§ Point labeling dataset excerpts

* Start *

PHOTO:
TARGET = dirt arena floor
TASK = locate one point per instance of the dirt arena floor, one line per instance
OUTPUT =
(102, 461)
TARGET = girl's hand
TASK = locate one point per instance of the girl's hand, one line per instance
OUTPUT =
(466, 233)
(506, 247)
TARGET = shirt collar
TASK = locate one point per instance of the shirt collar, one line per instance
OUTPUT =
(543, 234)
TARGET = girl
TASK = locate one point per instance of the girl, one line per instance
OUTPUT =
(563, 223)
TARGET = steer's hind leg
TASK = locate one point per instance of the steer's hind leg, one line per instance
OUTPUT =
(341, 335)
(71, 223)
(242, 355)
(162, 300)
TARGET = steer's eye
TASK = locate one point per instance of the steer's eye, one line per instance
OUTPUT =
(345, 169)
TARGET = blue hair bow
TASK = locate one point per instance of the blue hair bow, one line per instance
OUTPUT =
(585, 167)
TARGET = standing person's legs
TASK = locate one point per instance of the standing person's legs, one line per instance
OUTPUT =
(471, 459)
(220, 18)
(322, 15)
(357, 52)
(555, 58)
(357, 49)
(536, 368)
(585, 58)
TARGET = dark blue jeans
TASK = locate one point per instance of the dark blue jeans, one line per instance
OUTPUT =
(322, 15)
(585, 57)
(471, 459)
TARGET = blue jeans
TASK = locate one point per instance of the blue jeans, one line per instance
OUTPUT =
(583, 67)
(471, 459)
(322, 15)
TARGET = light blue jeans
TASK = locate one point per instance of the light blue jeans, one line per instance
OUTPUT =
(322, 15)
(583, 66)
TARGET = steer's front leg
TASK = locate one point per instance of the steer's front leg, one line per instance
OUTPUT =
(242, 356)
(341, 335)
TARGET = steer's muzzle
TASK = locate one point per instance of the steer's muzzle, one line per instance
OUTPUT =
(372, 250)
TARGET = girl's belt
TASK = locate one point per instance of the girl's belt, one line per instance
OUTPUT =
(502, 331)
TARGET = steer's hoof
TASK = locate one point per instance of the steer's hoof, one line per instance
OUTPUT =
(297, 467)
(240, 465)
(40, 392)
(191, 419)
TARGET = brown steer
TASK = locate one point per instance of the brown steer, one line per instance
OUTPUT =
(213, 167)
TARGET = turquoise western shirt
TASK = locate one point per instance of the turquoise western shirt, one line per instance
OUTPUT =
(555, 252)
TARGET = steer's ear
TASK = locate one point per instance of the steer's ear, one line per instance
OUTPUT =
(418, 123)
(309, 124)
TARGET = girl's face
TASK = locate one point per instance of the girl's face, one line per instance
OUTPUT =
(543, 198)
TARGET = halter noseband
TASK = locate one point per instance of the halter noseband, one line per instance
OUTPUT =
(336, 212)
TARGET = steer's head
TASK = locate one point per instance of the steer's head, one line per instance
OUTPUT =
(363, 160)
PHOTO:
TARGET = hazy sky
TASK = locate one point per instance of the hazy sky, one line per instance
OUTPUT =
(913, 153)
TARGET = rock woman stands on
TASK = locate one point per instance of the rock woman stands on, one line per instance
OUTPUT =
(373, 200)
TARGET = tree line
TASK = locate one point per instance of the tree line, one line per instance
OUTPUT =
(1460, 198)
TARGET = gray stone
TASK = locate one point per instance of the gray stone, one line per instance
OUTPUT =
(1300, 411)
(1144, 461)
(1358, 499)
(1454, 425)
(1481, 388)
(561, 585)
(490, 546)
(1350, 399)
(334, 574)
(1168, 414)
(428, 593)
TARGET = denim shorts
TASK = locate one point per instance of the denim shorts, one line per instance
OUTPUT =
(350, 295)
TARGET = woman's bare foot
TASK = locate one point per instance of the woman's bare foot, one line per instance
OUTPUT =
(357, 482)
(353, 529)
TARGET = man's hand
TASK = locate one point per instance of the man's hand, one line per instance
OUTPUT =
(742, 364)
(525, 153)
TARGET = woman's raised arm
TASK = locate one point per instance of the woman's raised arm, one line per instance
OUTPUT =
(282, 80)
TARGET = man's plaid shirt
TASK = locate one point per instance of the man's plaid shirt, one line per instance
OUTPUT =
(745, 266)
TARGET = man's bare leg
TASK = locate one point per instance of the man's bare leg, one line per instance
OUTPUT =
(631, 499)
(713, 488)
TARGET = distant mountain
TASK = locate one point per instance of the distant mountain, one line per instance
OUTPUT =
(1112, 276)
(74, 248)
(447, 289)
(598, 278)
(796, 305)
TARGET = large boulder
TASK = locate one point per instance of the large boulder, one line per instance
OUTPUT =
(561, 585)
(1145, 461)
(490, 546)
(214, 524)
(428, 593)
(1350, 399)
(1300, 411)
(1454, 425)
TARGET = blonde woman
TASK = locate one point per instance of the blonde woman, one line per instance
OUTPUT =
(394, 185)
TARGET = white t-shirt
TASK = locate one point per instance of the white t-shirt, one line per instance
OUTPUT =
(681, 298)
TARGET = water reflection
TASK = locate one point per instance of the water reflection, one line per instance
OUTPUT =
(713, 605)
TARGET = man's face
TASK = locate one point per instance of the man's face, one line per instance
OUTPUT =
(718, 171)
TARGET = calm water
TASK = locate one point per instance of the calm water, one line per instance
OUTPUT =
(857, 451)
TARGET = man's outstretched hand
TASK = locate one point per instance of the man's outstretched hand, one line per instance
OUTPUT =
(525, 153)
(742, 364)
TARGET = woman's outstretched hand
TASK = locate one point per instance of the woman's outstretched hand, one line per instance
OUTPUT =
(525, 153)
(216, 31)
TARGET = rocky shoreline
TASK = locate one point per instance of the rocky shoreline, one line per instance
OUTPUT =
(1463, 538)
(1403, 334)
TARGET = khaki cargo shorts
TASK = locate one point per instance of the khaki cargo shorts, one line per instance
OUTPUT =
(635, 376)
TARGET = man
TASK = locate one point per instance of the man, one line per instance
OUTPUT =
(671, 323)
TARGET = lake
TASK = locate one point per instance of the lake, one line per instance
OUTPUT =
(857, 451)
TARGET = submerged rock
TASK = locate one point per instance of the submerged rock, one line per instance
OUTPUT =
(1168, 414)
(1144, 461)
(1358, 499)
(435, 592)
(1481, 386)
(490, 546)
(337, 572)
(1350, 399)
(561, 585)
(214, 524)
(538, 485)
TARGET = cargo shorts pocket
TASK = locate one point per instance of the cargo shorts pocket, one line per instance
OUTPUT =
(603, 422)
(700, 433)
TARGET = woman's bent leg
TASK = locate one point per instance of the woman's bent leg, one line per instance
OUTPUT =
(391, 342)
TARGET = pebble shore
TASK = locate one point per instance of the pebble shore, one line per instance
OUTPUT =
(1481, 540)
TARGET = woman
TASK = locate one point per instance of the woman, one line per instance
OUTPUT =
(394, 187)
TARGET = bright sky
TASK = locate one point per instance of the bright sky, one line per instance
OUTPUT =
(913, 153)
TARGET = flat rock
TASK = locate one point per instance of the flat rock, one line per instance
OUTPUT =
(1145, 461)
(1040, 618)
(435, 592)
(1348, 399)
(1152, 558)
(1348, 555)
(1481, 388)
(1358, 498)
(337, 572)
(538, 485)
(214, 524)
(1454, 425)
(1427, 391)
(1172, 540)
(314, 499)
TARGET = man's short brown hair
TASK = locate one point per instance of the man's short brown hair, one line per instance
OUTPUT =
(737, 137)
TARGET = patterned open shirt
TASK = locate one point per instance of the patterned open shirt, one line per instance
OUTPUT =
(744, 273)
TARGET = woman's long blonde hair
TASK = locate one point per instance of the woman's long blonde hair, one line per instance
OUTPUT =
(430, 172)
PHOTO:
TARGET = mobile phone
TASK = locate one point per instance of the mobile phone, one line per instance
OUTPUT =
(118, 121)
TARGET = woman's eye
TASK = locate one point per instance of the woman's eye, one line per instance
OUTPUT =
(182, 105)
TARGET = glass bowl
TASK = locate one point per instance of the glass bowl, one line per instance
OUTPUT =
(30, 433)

* End *

§ DIRECTION
From the line that contains "TARGET = lake" down to the last line of the listing above, repeat each line exactly, and include nothing else.

§ TASK ANSWER
TARGET = lake
TASK = locate one point per instance of the lake, one line per instance
OUTPUT =
(857, 451)
TARGET = submerged rock
TASK = locate one point per instance of the submerged rock, one line per instance
OUTPUT =
(1168, 414)
(1144, 461)
(1358, 499)
(435, 592)
(1481, 386)
(490, 546)
(337, 572)
(1350, 399)
(561, 585)
(214, 524)
(538, 485)
TARGET = cargo shorts pocket
TASK = locate one point per instance of the cargo shorts pocket, one line per instance
OUTPUT =
(603, 422)
(700, 433)
TARGET = woman's bent leg
TASK = locate one point per instance of the woman's bent leg, one line per instance
OUTPUT =
(391, 342)
TARGET = pebble shore
TASK = locate one point per instance of the pebble shore, one line per instance
OUTPUT =
(1481, 540)
TARGET = woman
TASK = locate one point per instance of the woman, one line per instance
OUTPUT =
(394, 187)
TARGET = bright sky
TASK = locate one point per instance of the bright sky, one line per instance
OUTPUT =
(913, 153)
TARGET = flat rock
TASK = locate one point per instance of the flat rock, one line per instance
OUTPUT =
(1145, 461)
(1040, 618)
(435, 592)
(1348, 399)
(1152, 558)
(1348, 555)
(1481, 388)
(1358, 498)
(337, 572)
(538, 485)
(214, 524)
(1454, 425)
(1427, 391)
(1172, 540)
(314, 499)
TARGET = man's short brown hair
TASK = locate one point per instance of the man's short brown hair, one line per instance
OUTPUT =
(737, 137)
TARGET = patterned open shirt
TASK = locate one point per instance of the patterned open shirt, one line per instance
OUTPUT =
(744, 273)
TARGET = woman's long blonde hair
TASK = locate one point per instance of the woman's long blonde hair, one line per instance
OUTPUT =
(430, 172)
PHOTO:
TARGET = mobile phone
TASK = locate one point per instance of the mobile phone, one line per instance
OUTPUT =
(118, 121)
TARGET = woman's eye
TASK = locate one point per instance of the woman's eye, one line per instance
OUTPUT =
(182, 105)
TARGET = glass bowl
TASK = locate one point per instance of the glass bowl, one line per instance
OUTPUT =
(30, 433)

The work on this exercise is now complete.